Exercise instructions.
Retype the listing that follows, exactly as written.

Source data.
* * * * * * *
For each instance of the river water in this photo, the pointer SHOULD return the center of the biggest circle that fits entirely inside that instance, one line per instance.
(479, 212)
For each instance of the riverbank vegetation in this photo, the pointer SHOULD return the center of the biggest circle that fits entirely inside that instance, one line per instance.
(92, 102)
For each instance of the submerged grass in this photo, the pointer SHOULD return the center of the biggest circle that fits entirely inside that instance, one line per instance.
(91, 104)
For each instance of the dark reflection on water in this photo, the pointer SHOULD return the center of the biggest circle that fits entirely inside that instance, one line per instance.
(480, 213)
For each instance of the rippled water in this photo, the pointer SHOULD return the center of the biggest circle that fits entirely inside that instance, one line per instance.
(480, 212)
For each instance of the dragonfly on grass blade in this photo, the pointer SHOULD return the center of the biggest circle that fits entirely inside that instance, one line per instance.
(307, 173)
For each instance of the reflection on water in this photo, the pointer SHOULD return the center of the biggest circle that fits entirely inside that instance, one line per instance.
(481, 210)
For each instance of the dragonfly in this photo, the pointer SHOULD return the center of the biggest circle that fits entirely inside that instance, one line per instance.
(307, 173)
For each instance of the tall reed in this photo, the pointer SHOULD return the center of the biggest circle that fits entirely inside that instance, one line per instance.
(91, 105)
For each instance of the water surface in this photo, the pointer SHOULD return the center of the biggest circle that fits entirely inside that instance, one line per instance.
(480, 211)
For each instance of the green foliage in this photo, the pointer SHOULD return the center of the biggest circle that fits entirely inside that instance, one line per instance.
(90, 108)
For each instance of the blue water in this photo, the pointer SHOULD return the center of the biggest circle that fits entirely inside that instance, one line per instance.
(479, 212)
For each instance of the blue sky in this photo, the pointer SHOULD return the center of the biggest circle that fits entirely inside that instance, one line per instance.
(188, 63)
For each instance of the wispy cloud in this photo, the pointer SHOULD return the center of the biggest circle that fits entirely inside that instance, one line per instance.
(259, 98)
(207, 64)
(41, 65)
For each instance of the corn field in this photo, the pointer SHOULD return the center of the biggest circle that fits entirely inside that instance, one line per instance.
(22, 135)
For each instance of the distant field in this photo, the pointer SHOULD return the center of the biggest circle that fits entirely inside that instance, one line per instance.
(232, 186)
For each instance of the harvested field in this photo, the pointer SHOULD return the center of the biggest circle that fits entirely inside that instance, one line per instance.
* * * * * * *
Exercise output.
For each instance of the river water in this photo, the pointer SHOULD return the center of the biggest circle that fits entirely inside that instance, one line per instance.
(479, 212)
For each instance of the riverbank vegetation in this photo, the pointer SHOULD return the center of the biggest circle that fits entirely inside that instance, one line per instance.
(92, 102)
For each instance of the submerged grass in this photo, the pointer SHOULD return the center of the biggest circle that fits entirely inside that instance, one line per instance.
(91, 104)
For each instance of the dark reflection on water in this photo, the pointer SHOULD return the center of the biggest circle that fits entirely inside that instance, one line per instance.
(480, 213)
For each instance of the rippled water in this photo, the pointer SHOULD return the center of the biggest circle that fits entirely inside that instance, one line per instance.
(480, 212)
For each instance of the dragonfly on grass blade in this photo, the pointer SHOULD return the center of the biggest circle that fits entirely inside that instance, one line per instance.
(307, 173)
For each instance of the reflection on water in this photo, the pointer SHOULD return the center of the biggest circle that fits entirely inside that instance, one line per instance.
(481, 210)
For each instance of the dragonfly in this photo, the pointer SHOULD return the center of the biggest circle that fits entirely inside that instance, one line per instance.
(307, 173)
For each instance of the tall reed in this photo, the pointer SHOULD return the center of the biggest circle that fits entirely inside that instance, one line per instance.
(91, 105)
For each instance of the water surface in this photo, the pointer SHOULD return the center of the biggest circle that fits entirely inside that instance, one line per instance.
(480, 211)
For each instance of the green foliage in this photo, the pointer SHOULD return the center of the biggest circle that fits entirely inside that instance, one line per instance.
(90, 108)
For each instance of the blue water in this photo, the pointer SHOULD return the center of the biggest circle that fits entirely inside that instance, one line per instance.
(479, 212)
For each instance of the blue sky in this photo, the pointer SHOULD return the center of the biggest circle that fits entirely inside that instance, one line per instance.
(188, 63)
For each instance of the wispy cloud in this photo, the pointer SHOULD return the center of the biggest circle that fits entirely inside that instance, one line per instance.
(259, 98)
(207, 64)
(41, 65)
For each instance of the corn field in this photo, the pointer SHOULD return the center of the biggest circle that fits entirely inside that instance, one line per instance.
(22, 135)
For each instance of the distant field in this photo, the pointer SHOULD return the center of the biggest circle that fits entirely inside that instance, one line per instance.
(232, 186)
For each instance of the harvested field in this photo, the pointer SHOULD return the center of the biggest circle that fits entirely inside that instance, one line per instance.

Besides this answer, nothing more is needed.